- REQUIREMENT A -
In the inspector general article, within how many hours are most children turned over to the Department of Health and Human Services?
- REQUIREMENT B -
Reproduce word for word the part of the inspector general article that begins at the words "Immigrant-rights" and ends after the words "surge of children.".

- EXERCISE TEXT -
----
Mr. Roth said the illnesses — which put the facility in Artesia, New
Mexico, on lockdown earlier this year, preventing any immigrants from
being transferred in or out — have proved to be a continuing problem.
Part
of the issue is the immigrants themselves, some of whom have never seen
a doctor before, don’t follow up afterward, either for themselves or
their children.
“If detainees do not attend sick call or stand in
line to receive daily medications, they remain sick and their illnesses
tend to get worse,” the inspector general said.
The inspector general has been reviewing how U.S. Customs and Border
Protection (CBP), a part of the Homeland Security Department, has
handled the surge of children that began to spike earlier this year.
Immigrant-rights
groups had filed dozens of complaints arguing children had been
physically or verbally abused by agents and officers, but the inspector
general has not yet been able to substantiate any of those complaints
and said in its own random interviews it hasn’t uncovered any new
complaints about wrongdoing.
The surge of children has dropped
dramatically, from about 10,000 a month in May and June down to a little
more than 3,100 in August — and the numbers appear to have remained low
in September, the inspector general said.
The Department of
Homeland Security didn’t provide a comment on the latest report, which
is the third one the IG has issued since the surge of children.
Investigators
said with the drop in the number of children, the Border Patrol is
processing those that are arriving much faster. Most are turned over to
the Department of Health and Human Services within 6 hours, or well
ahead of the 72-hour deadline set by federal law.
Conditions have
improved so much that the IG said it was scaling back its
investigations, though it could ramp up again if apprehensions go up or
if new, credible allegations of abuse come to light.
The one
hiccup the investigators did find is that some CBP officers at one
facility weren’t trained in how to segregate immigrant children with
communicable diseases. CBP officials said they would make sure to assign
trained officers whenever there were unaccompanied children at that
facility.
Previous reports had detailed some of the difficulties
of handling the surge, including the communicable diseases some brought,
such as scabies, lice or chickenpox.
And investigators found “unfamiliarity” with bathrooms resulted in unsanitary conditions,
including “exposure to human waste.”
Volunteers who have been at some of the facilities have reported that
the children and families would often try to throw used toilet paper
away,
rather than flush it down the toilet."
----
- RECORD EXCERPTS -
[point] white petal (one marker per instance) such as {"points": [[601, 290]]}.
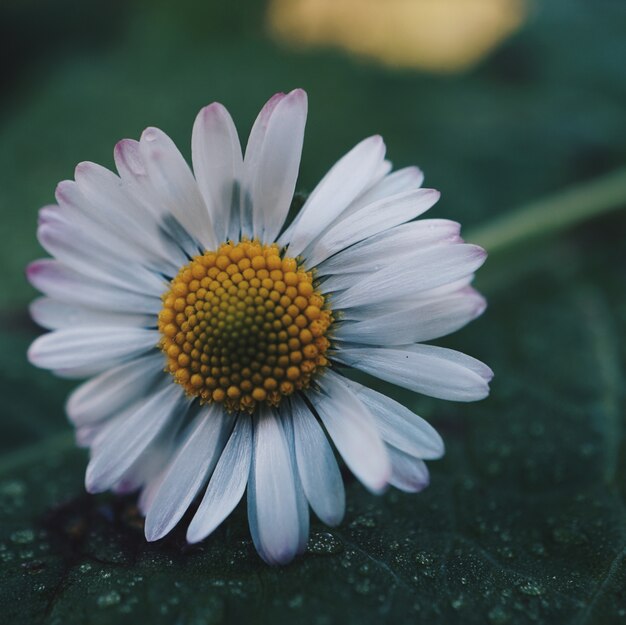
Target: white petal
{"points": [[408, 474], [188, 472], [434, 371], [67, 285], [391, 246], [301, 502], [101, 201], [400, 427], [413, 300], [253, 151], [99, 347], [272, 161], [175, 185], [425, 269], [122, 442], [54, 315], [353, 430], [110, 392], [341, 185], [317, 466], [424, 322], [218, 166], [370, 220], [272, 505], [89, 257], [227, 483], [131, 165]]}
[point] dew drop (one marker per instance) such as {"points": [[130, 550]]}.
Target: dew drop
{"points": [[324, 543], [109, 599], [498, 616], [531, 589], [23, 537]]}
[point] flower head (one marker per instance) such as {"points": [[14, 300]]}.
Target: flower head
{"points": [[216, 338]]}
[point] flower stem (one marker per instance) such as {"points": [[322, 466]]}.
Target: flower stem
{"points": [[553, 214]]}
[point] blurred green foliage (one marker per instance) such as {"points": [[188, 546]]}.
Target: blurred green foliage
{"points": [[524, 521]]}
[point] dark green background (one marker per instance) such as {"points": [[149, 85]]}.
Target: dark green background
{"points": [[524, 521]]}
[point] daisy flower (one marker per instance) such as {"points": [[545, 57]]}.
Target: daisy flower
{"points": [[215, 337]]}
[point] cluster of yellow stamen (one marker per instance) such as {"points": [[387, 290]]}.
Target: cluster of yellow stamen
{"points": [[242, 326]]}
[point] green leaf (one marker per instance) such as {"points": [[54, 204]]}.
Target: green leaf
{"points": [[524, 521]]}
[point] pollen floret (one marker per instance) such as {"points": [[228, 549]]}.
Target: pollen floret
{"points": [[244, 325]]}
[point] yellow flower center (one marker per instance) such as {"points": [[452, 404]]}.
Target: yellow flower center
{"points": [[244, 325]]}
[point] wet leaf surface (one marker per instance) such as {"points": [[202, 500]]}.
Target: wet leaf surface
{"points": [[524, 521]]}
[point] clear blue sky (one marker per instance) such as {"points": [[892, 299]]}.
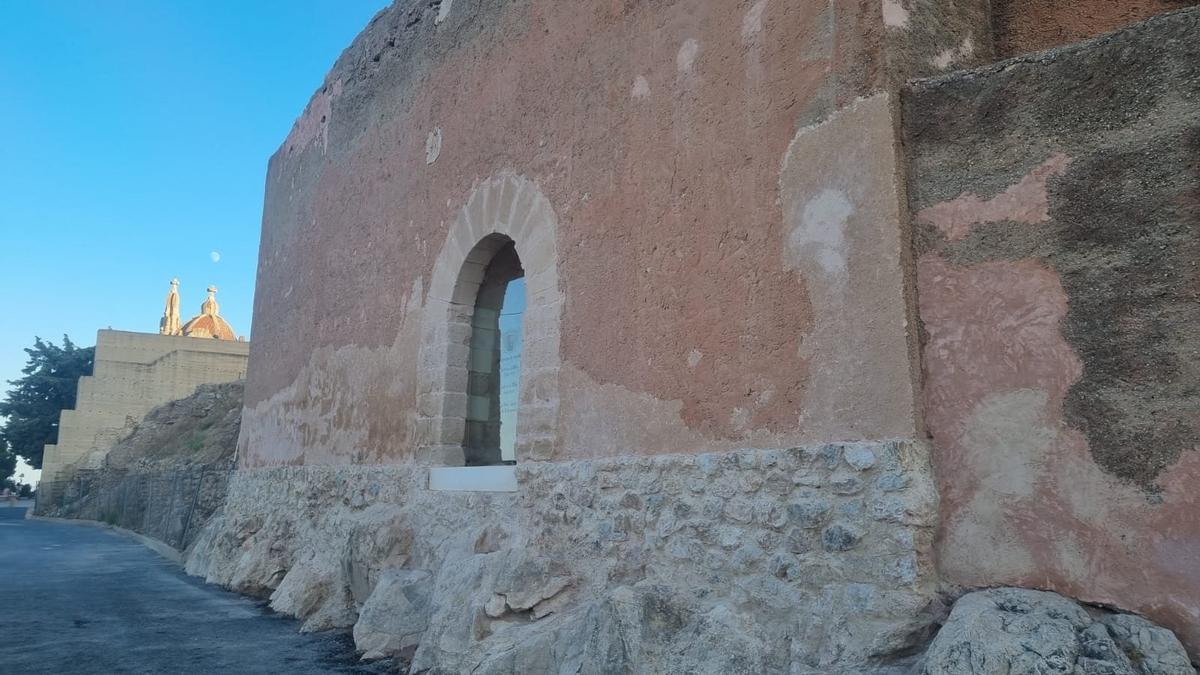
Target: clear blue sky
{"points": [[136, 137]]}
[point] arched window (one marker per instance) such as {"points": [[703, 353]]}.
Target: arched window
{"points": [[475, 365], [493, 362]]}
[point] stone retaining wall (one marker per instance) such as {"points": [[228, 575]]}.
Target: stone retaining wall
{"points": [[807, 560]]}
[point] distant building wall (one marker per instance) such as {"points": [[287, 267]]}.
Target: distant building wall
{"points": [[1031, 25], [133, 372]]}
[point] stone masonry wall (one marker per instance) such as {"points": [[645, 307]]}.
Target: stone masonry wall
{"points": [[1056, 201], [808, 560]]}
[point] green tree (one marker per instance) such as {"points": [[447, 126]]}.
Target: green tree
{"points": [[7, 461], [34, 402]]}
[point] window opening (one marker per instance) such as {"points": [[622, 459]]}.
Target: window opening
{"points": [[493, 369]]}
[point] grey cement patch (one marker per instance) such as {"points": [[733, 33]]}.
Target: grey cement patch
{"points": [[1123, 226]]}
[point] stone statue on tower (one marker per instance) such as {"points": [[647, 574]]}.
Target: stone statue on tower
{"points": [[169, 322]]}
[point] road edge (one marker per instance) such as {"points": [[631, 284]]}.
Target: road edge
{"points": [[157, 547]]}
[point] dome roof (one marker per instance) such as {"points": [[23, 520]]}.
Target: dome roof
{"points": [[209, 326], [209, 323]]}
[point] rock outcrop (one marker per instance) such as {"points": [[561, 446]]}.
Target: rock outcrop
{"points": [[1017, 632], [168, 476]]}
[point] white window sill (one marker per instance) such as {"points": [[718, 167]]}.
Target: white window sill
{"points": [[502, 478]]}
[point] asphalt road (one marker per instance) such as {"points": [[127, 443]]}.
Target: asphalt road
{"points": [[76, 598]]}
----
- EXERCISE ANSWER A -
Within 6 hours.

- EXERCISE ANSWER B -
Immigrant-rights
groups had filed dozens of complaints arguing children had been
physically or verbally abused by agents and officers, but the inspector
general has not yet been able to substantiate any of those complaints
and said in its own random interviews it hasn’t uncovered any new
complaints about wrongdoing.
The surge of children has dropped
dramatically, from about 10,000 a month in May and June down to a little
more than 3,100 in August — and the numbers appear to have remained low
in September, the inspector general said.
The Department of
Homeland Security didn’t provide a comment on the latest report, which
is the third one the IG has issued since the surge of children.